> **To be done**: Copy every item below verbatim, preserving each line without alteration.

> **Entries shown**:
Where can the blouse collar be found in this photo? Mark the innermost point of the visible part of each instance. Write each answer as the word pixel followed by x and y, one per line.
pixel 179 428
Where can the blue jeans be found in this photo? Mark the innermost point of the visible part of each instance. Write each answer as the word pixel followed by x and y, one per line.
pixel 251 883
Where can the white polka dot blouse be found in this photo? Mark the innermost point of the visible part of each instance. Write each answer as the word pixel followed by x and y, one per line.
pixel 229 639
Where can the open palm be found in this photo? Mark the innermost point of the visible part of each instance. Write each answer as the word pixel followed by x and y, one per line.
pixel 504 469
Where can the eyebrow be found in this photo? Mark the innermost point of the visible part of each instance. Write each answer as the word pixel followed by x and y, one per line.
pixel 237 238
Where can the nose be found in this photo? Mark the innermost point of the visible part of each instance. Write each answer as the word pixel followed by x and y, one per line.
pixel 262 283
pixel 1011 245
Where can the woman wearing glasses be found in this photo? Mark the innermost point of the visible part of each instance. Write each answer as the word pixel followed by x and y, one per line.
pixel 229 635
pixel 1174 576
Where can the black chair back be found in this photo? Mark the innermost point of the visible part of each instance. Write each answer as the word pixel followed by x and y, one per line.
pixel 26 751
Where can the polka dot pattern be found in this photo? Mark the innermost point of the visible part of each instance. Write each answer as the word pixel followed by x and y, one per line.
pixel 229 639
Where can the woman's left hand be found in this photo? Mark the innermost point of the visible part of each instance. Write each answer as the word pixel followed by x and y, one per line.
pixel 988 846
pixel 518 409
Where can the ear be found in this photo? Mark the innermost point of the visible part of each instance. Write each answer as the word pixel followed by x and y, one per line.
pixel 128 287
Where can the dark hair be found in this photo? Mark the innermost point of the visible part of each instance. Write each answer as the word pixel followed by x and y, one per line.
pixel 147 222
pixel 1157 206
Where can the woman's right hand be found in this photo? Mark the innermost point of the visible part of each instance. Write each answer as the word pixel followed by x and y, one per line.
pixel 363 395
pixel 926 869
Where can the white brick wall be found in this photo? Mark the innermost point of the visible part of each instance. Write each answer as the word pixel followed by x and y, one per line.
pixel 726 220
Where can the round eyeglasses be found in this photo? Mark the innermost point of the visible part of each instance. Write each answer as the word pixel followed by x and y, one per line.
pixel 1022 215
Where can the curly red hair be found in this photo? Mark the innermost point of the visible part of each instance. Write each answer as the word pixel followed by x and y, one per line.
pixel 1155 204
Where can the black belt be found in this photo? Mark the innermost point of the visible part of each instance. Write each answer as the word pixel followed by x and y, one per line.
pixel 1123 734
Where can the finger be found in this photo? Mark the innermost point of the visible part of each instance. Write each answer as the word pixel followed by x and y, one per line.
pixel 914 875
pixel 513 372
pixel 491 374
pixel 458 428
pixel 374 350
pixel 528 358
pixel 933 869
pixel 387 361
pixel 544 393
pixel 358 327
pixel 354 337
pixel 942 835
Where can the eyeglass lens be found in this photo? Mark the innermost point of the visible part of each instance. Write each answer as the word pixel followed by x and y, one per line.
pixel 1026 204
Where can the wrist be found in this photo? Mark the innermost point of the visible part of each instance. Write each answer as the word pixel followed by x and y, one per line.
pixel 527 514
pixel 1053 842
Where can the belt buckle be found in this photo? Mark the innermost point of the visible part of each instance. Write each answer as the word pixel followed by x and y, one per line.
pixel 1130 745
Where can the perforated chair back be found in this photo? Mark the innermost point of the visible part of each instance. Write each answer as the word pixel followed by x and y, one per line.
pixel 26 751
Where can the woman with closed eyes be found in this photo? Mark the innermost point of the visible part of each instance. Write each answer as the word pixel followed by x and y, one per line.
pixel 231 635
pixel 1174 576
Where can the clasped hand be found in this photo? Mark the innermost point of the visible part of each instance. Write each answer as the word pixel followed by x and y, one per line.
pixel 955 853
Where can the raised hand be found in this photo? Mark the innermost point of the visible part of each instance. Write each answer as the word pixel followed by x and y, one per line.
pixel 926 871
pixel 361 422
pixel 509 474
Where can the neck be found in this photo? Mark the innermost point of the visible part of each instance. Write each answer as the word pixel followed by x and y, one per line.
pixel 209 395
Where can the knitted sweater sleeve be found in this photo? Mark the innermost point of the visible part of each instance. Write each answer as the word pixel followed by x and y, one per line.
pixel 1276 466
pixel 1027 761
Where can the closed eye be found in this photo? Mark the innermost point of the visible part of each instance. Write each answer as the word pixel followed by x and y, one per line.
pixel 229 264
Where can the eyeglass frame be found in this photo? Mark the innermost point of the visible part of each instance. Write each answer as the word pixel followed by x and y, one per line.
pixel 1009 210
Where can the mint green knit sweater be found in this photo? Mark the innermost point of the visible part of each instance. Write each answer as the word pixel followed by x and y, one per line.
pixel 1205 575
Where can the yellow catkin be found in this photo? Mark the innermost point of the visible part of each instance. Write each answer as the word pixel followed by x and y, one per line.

> **Task answer**:
Where can the blouse collar be found in this photo? Mark the innermost point of the visible part of each instance. Write each answer as the word pixel followed by x and y, one per line.
pixel 179 428
Where can the blue jeans be found in this photo? Mark the innermost point of the visible part of each instance. Write each answer as the word pixel followed by x and y, one per line.
pixel 251 883
Where can the white polka dot blouse be found in this photo? Mark the innermost point of the visible part of each instance. Write each answer as the word pixel followed by x and y, one per line.
pixel 229 639
Where can the open palm be found in this photo? Mark the innermost point of the visible part of each instance. Write each answer as the word pixel followed by x and y, one per line.
pixel 504 469
Where can the eyebrow be found in this photo? Mark the innermost point of the visible part of each instance. Write each answer as the word pixel followed by x and y, one per line.
pixel 237 238
Where can the nose be found in this photo? Mark the innermost point of the visible part of each instance. Write each answer as the word pixel followed by x and y, one per line.
pixel 262 283
pixel 1011 245
Where can the woman wearing glasses be found in this photo? Mark the innermost point of the visible part of each instance. Write each answer as the word pixel followed by x and y, one per line.
pixel 229 635
pixel 1174 576
Where can the black chair back be found in this photo? Mark the innermost point of the visible part of each instance. Write each answer as the word pixel followed by x and y, one per line.
pixel 26 751
Where can the polka dot pattern be found in this photo? Mark the innermost point of the visible part of each instance. Write each answer as the word pixel followed by x and y, one per line.
pixel 229 639
Where can the woman's left hand be found in this photo? Mark the innermost point of the visible part of each instance. Write each answer as the word pixel followed by x and y, one per line.
pixel 988 846
pixel 518 409
Where can the ear be found in this photo? Mark the innermost point of the visible part of each instance. Write each answer as the word pixel followed by x and y, one per line.
pixel 128 287
Where can the dark hair be found in this photo? Mark the innermost point of the visible part of each instance. Write each answer as the word pixel followed by x and y, one per line.
pixel 147 222
pixel 1157 206
Where can the woman's right hand be found in this photo? Mark the innermost point of the visible part of each instance. Write each answer as the word pixel followed by x and y, one per line.
pixel 363 395
pixel 926 869
Where can the white brick wall be found in this photo? Mark the innermost point of the visible part of each instance. Write each answer as the word pixel followed by x and y, one per line.
pixel 726 220
Where can the round eyeglasses be found in this photo? Mark the innermost point of the visible part of each instance. Write each answer as the word pixel followed by x and y, one per line.
pixel 1022 215
Where can the curly red hair be found in this photo? Mark the innermost point of the visible part of each instance. Write each answer as the word pixel followed by x and y, one per line.
pixel 1155 204
Where can the black belt be found in this photo? Mark the innermost point of the visible part of each instance. Write each answer as the word pixel followed by x and y, one per line.
pixel 1123 734
Where can the finger be found in this photo? Mark the innermost point of the visible part of each instance. Write each answer as the word pixel followed by x and y, one per line.
pixel 914 875
pixel 513 372
pixel 491 374
pixel 458 428
pixel 374 350
pixel 528 358
pixel 933 869
pixel 387 361
pixel 544 393
pixel 358 327
pixel 354 337
pixel 942 835
Where can the eyeglass lens be found in this photo? Mark the innermost point of the visible part of each instance. Write each answer as the word pixel followed by x and y, one per line.
pixel 1026 204
Where can the wrist be found in this photo? Mark the innermost point of the visible part of each instance. Write each answer as the word pixel followed by x and y, one per line.
pixel 527 514
pixel 1053 842
Where can the belt buckle be found in this photo? Mark the innermost point of the visible part of each instance. Write each answer as the word pixel followed by x and y, one per line.
pixel 1130 745
Where can the perforated chair back be found in this photo? Mark the innermost point of the visible part of each instance. Write each answer as the word pixel followed by x and y, one per line.
pixel 26 751
Where can the woman with closed eyes be found in this photo? Mark the innermost point of the visible part of each instance. Write each answer as the word pixel followed by x and y, one per line.
pixel 231 635
pixel 1174 576
Where can the clasped hand be found in this photo? Mark the innermost point of the visible part of each instance. Write each answer as the word pixel followed by x and y, one per line.
pixel 955 853
Where can the raised hand be found in this photo? Mark the innermost point of the visible part of each instance. Write each answer as the word pixel followed by x and y, one per line.
pixel 926 871
pixel 361 422
pixel 509 474
Where can the neck be found in this photo? Mark the innermost point of the visible part of each instance. Write each answer as the word pixel followed by x and y, one per line.
pixel 209 395
Where can the knitted sweater sleeve be found in this photo? Mark the innermost point of the visible part of each instance. Write each answer as the word pixel followed by x and y, one per line.
pixel 1276 466
pixel 1027 761
Where can the closed eye be found in this photo? Mark the innermost point of the visible part of each instance. Write each answer as the word pixel followed by x and y, one per line.
pixel 229 264
Where can the eyeglass frame be found in this photo? Mark the innermost point of the visible part of each instance. Write each answer as the word pixel followed by x and y, one per line.
pixel 1009 210
Where can the mint green knit sweater be found in this photo? Mark the innermost point of the visible part of each instance. Write each answer as the word pixel followed by x and y, one per line.
pixel 1205 575
Where can the yellow catkin be found in this photo? Mark the innermost point of the visible part of each instance. Write each answer as the word pixel followed by x and y, one per line.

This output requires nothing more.